WHAT THE EXERCISE ASKS:
Please restate, word for word, each line from the one containing "Confirm that each instance of the parked" through the end of the entries below.

** SUPPLIED RECORDS follows **

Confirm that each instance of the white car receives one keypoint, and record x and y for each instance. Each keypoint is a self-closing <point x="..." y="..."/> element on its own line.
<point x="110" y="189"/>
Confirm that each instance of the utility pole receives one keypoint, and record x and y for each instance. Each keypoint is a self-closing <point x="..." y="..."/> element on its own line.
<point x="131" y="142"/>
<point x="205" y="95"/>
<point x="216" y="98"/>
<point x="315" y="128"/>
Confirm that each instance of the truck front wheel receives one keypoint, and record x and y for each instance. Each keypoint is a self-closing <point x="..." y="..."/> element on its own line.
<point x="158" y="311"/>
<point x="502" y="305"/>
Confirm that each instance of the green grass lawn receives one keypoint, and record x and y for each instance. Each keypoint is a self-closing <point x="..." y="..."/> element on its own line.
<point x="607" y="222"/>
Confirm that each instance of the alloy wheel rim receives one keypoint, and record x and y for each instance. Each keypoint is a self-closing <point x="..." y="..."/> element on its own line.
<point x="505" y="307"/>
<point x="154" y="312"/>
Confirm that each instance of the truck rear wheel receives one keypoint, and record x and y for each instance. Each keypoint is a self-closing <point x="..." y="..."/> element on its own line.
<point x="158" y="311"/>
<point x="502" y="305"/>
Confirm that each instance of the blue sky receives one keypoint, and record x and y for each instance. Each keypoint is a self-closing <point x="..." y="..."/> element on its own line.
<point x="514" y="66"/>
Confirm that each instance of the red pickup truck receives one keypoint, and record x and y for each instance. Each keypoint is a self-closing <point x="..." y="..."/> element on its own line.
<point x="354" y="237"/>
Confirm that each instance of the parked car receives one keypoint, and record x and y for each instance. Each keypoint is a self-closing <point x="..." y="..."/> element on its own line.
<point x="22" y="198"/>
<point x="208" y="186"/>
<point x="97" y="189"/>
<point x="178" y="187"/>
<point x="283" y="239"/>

** End of SUPPLIED RECORDS **

OUTPUT:
Confirm that each instance of the parked car receives one keypoint, and record x and y for each instance. Each keypoint is a self-closing <point x="..." y="..."/> element on its own line.
<point x="22" y="198"/>
<point x="208" y="186"/>
<point x="97" y="189"/>
<point x="178" y="187"/>
<point x="283" y="239"/>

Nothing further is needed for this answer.